===== Given information =====
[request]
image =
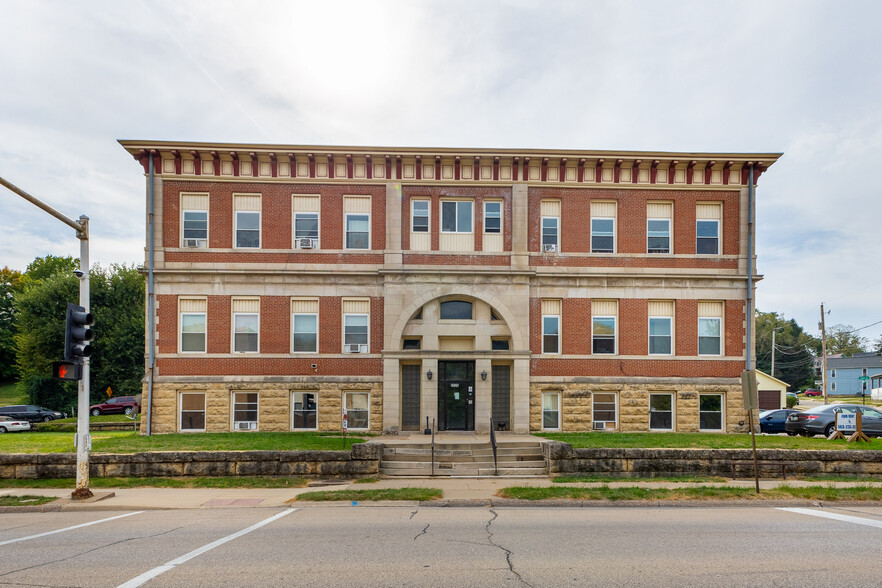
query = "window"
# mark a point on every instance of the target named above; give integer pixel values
(658, 235)
(420, 218)
(709, 339)
(192, 417)
(193, 325)
(305, 328)
(603, 335)
(551, 410)
(661, 412)
(550, 233)
(358, 234)
(660, 335)
(358, 410)
(304, 410)
(707, 237)
(603, 235)
(710, 412)
(456, 216)
(355, 335)
(244, 411)
(550, 334)
(492, 217)
(604, 410)
(456, 309)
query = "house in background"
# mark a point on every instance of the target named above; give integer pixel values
(526, 290)
(850, 376)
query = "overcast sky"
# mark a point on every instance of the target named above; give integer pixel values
(801, 77)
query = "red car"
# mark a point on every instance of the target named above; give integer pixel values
(121, 404)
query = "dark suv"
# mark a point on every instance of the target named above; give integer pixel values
(31, 413)
(121, 404)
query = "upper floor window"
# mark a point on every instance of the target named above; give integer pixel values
(456, 309)
(247, 221)
(456, 216)
(492, 217)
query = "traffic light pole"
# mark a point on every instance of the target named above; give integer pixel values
(83, 439)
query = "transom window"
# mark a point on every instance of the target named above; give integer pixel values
(456, 216)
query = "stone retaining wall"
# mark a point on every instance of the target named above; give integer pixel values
(362, 460)
(563, 459)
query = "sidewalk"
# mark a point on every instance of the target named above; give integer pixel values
(479, 491)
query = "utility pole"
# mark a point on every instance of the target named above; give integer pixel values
(823, 355)
(83, 440)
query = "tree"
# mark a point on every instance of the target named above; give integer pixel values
(10, 281)
(794, 361)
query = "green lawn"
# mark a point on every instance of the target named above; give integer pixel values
(701, 441)
(11, 394)
(131, 442)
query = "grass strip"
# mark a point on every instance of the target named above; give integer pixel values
(372, 495)
(826, 493)
(25, 500)
(159, 482)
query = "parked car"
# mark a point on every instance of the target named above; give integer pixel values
(772, 421)
(120, 405)
(11, 425)
(822, 420)
(31, 413)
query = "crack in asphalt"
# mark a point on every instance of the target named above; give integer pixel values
(421, 533)
(506, 551)
(76, 555)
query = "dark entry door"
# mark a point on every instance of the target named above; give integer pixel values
(456, 395)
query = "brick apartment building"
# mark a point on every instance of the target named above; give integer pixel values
(526, 290)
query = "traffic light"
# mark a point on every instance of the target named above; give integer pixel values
(77, 334)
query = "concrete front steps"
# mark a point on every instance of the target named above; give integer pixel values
(463, 459)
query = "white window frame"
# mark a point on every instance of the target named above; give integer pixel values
(428, 215)
(234, 403)
(486, 216)
(670, 236)
(181, 412)
(722, 413)
(615, 334)
(236, 214)
(471, 227)
(294, 316)
(184, 238)
(294, 394)
(367, 320)
(204, 316)
(673, 411)
(591, 236)
(698, 333)
(346, 231)
(544, 410)
(558, 336)
(236, 315)
(346, 397)
(670, 336)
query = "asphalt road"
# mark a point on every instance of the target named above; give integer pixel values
(433, 546)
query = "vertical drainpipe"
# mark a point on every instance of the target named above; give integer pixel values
(151, 361)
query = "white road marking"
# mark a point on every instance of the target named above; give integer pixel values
(8, 541)
(149, 575)
(836, 516)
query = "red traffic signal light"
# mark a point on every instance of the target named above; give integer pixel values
(67, 370)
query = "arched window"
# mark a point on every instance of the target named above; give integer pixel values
(456, 309)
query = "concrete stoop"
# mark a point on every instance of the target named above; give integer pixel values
(463, 459)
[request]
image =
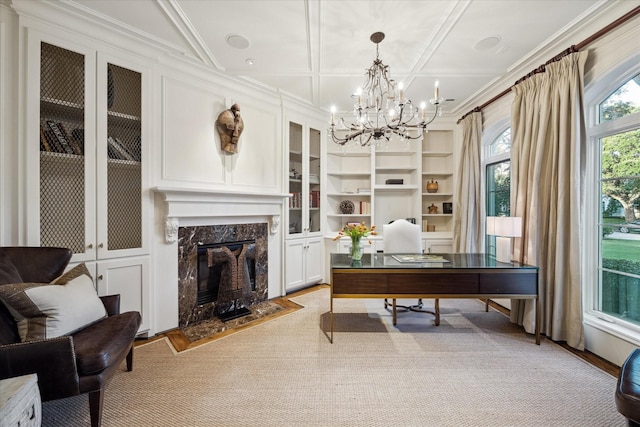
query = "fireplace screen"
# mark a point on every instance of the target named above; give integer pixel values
(226, 276)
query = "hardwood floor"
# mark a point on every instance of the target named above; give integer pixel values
(594, 359)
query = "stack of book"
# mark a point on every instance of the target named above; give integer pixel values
(55, 139)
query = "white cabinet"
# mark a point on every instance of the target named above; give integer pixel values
(437, 168)
(86, 152)
(304, 242)
(303, 259)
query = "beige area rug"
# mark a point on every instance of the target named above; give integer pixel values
(475, 369)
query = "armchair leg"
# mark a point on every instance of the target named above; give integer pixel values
(95, 407)
(130, 359)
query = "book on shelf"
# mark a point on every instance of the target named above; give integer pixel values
(73, 143)
(314, 199)
(78, 135)
(61, 137)
(117, 150)
(44, 143)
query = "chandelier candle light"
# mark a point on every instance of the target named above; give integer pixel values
(382, 110)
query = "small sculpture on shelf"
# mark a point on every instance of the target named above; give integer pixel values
(346, 207)
(432, 187)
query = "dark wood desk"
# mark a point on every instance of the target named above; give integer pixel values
(463, 276)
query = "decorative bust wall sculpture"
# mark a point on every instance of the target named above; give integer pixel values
(230, 127)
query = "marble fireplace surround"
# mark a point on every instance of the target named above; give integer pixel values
(217, 216)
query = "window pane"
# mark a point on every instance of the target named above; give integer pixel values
(501, 144)
(498, 196)
(499, 189)
(624, 101)
(620, 226)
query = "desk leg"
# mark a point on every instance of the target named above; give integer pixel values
(395, 316)
(537, 321)
(331, 319)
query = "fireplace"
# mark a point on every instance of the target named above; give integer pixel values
(222, 270)
(226, 276)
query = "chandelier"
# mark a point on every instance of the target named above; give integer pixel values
(382, 110)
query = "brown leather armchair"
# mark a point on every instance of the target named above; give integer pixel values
(70, 365)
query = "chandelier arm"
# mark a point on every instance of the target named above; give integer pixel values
(375, 111)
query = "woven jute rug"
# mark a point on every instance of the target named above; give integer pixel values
(475, 369)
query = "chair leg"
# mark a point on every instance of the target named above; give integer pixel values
(95, 407)
(130, 359)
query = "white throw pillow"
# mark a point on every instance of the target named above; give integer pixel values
(49, 310)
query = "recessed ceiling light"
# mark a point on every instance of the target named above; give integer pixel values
(237, 41)
(487, 43)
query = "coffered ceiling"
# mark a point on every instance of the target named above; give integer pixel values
(318, 50)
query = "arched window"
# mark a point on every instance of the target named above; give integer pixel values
(614, 292)
(498, 181)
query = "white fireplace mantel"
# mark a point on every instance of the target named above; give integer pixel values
(193, 203)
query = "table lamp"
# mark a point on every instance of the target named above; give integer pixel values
(504, 228)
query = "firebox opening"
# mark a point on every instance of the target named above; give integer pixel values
(226, 276)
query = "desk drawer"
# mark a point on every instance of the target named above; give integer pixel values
(361, 283)
(509, 283)
(435, 283)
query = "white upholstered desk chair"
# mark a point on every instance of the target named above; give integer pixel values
(403, 237)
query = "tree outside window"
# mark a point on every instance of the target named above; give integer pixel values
(619, 234)
(498, 183)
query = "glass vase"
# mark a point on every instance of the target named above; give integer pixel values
(356, 249)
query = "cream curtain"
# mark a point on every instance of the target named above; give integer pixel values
(547, 176)
(468, 223)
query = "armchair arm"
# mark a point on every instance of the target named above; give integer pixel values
(53, 360)
(111, 304)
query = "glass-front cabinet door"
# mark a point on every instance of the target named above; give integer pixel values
(65, 155)
(314, 181)
(88, 137)
(295, 179)
(122, 180)
(304, 180)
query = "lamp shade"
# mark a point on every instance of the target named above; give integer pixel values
(504, 226)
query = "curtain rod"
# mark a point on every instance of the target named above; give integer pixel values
(572, 49)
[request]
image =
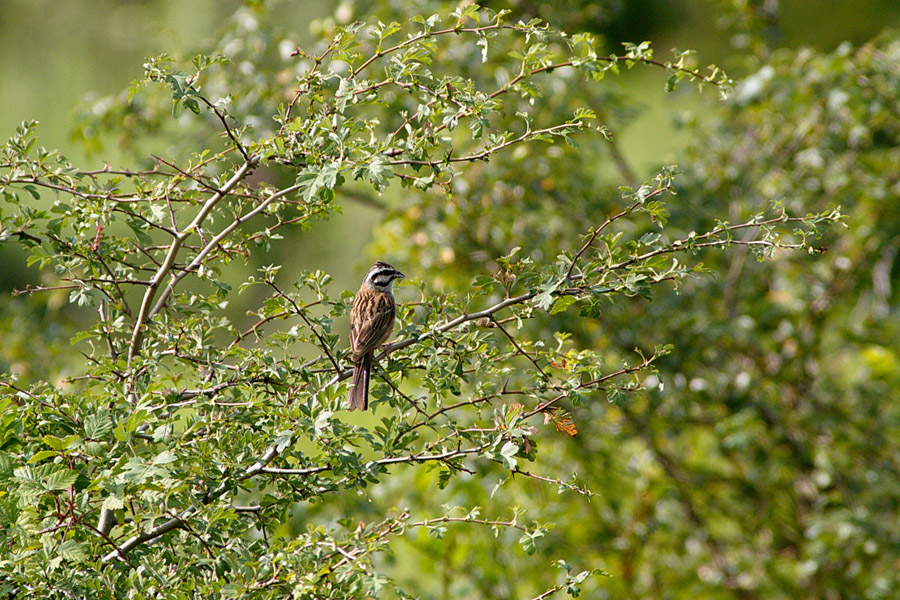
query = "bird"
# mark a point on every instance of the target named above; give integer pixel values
(371, 323)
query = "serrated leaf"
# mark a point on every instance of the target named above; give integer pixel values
(72, 550)
(562, 304)
(164, 458)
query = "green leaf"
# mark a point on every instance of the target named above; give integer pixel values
(41, 455)
(562, 303)
(508, 453)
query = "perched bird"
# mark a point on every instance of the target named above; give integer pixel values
(371, 322)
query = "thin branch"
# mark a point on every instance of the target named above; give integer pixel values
(144, 314)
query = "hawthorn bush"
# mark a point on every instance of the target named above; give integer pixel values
(530, 392)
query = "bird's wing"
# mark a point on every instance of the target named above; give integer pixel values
(371, 322)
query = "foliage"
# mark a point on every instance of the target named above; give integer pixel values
(193, 456)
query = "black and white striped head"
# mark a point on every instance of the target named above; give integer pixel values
(381, 277)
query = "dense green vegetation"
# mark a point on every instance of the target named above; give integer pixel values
(674, 386)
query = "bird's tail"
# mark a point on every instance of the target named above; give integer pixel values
(359, 392)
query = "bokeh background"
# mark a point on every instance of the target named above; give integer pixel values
(767, 467)
(61, 58)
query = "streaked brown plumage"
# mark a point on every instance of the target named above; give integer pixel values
(371, 323)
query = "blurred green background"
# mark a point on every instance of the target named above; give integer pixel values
(60, 57)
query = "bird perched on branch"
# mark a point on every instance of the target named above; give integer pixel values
(371, 323)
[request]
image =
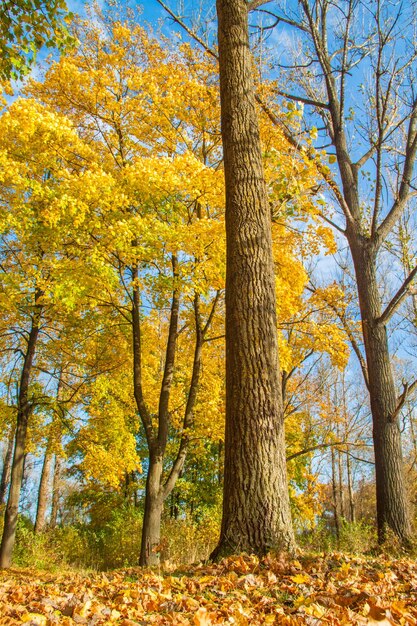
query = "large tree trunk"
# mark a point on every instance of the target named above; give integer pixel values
(56, 491)
(23, 414)
(256, 511)
(154, 502)
(7, 465)
(392, 503)
(43, 491)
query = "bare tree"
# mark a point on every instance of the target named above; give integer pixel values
(353, 66)
(256, 513)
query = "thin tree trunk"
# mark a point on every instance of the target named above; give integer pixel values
(352, 514)
(23, 413)
(7, 466)
(154, 502)
(56, 491)
(256, 511)
(335, 499)
(44, 489)
(392, 504)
=====
Extract every line of the records above that contains the string "fireplace", treating uppercase and lowercase as different.

Answer to this exercise>
query = "fireplace screen"
query = "marble fireplace surround"
query = "fireplace"
query = "white fireplace mantel"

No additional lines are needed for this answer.